WHAT IS EXPECTED> In the article on the Spanish Flu in Edmonton, copy everything from "Posing shoulder-to-shoulder in" down to "were already closed.", swapping "operators" for "telephonists".

PASSAGE FOR REVIEW>

Spanish Flu in Edmonton

By: Ryan Krawchuk

What was life in Edmonton like during the Spanish Flu pandemic of 1918?

I am writing this article to remind all Edmontonians that we have been through something similar in the past, and to emphatically state that we will get through this again.

Posing shoulder-to-shoulder in front of the government telephone building, using white gauss masks. Beneath the mask, one woman appears to be smiling.

A century ago, four female operators in High River became the face of the Spanish Flue pandemic in Alberta. Killing more than 50 million people, more than the entire first world war, the Spanish Flue killed about 3,300 Albertans.

This was a time before television, before air travel, and antibiotics. Large portions of society had to shut down to contain the virus. Schools, places of worship, theatres all shut down. As this was during prohibition, bars and lounges were already closed.

"It just spread like wildfire," said Edmonton historian Shirley Lowe. "It was a particularly virulent and very contagious virus. It killed very quickly."

From the 1730s to the 1870s, contagious diseases swept through the region with regularity, but the Spanish Flu was Edmonton's first modern pandemic.

Spanish Flu first showed its head on North-American soil at a Kansas military base in March 1918, with the virus arriving in Canada the following September. On September 24, 1918, the headline "Spanish Influenza Taking Many Lives in the East. Epidemic Still Spreading." appeared in the Edmonton Journal.

On October 4th, 1918, A.G. MacKay, the Alberta Health Minister, warned that 30 to 40 perfect of the population would likely catch the flu. MacKay, himself, later died of the illness. Spanish Flu tended to kill the young and fit, causing pneumonia only a few days after contracting the virus. The first cases were found in Drumheller, arriving in Edmonton by mid-October.

Theatres in the city purchased full-page articles in local newspapers claiming, "we are leaving no stone unturned to make our Theatres thoroughly safe and sanitary places for public attendance."

On October 18, 1918, the Edmonton Board of Health ordered all public gatherings to be cancelled, all schools to close their doors, and places of worship to shut down. Masks became mandatory with instructions to make them, out of cheesecloth, printed in newspapers.

In the October 19 issue of the Edmonton Journal, 41 cases were reported under quarantine, including a group of soldiers who had travelled on a troop train. Only four days later, Alberta reported 1,035 cases, with 70 in Edmonton.

Edmonton's first death was on October 24th. Schools and hospitals were overrun with the sick, topping 2,000 by that point. The University of Alberta even converted Pembina Hall into a hospital.

In an effort to reduce the spread, businesses, stores, and offices were ordered to stay closed until 1pm, to give people time to help "stamping out the flu epidemic" in their communities.

Our grandparents and great-grandparents were extremely community-oriented. Volunteer work boomed. Relief districts were set up. At the end of his term, Edmonton Mayor Harry Marshall Erskine Evans and local clergy divided the city into more than a dozen districts centred on an empty neighbourhood school. The school was used as a headquarters. Volunteers, many of whom were young and unmarried, provided services for the sick including laundry, cooking and food delivery, nursing, and child care. Most of the volunteers wore only a cheesecloth mask (changed every few hours) and a nursing smock. Many of these relief volunteers also became infected with the flu.

One major difference, compared to our current epidemic, was that there was no historical evidence of hoarding supplies during the crisis.

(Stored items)

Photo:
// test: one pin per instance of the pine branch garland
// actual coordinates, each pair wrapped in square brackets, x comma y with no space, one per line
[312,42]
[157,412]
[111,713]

ANSWER TO THIS EXERCISE>
Posing shoulder-to-shoulder in front of the government telephone building, using white gauss masks. Beneath the mask, one woman appears to be smiling.

A century ago, four female telephonists in High River became the face of the Spanish Flue pandemic in Alberta. Killing more than 50 million people, more than the entire first world war, the Spanish Flue killed about 3,300 Albertans.

This was a time before television, before air travel, and antibiotics. Large portions of society had to shut down to contain the virus. Schools, places of worship, theatres all shut down. As this was during prohibition, bars and lounges were already closed.